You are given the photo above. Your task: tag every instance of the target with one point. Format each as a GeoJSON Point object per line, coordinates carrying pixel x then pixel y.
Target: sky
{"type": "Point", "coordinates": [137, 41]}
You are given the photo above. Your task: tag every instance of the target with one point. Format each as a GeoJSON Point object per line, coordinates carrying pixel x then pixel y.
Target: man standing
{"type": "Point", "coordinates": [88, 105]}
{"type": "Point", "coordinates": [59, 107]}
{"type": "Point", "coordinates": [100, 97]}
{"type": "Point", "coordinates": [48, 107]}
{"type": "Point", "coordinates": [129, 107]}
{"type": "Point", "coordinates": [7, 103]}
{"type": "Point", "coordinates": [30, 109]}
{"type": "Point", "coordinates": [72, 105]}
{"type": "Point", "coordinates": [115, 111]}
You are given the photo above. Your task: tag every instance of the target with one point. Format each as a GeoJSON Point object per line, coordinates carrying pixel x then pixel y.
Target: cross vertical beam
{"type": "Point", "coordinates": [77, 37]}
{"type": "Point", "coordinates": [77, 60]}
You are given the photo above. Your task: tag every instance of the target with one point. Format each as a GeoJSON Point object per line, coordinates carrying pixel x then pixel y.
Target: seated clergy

------------------------------------

TASK REQUIREMENTS:
Please write out, exactly as they appear, the lines from the one containing "Target: cross vertical beam" through the last line of the records above, and nothing more.

TASK RESULT:
Target: cross vertical beam
{"type": "Point", "coordinates": [77, 37]}
{"type": "Point", "coordinates": [77, 60]}
You are given the photo above. Your task: tag every instance of the target with one point. Format each as a GeoJSON Point object per line, coordinates carrying pixel x then pixel y.
Target: seated clergy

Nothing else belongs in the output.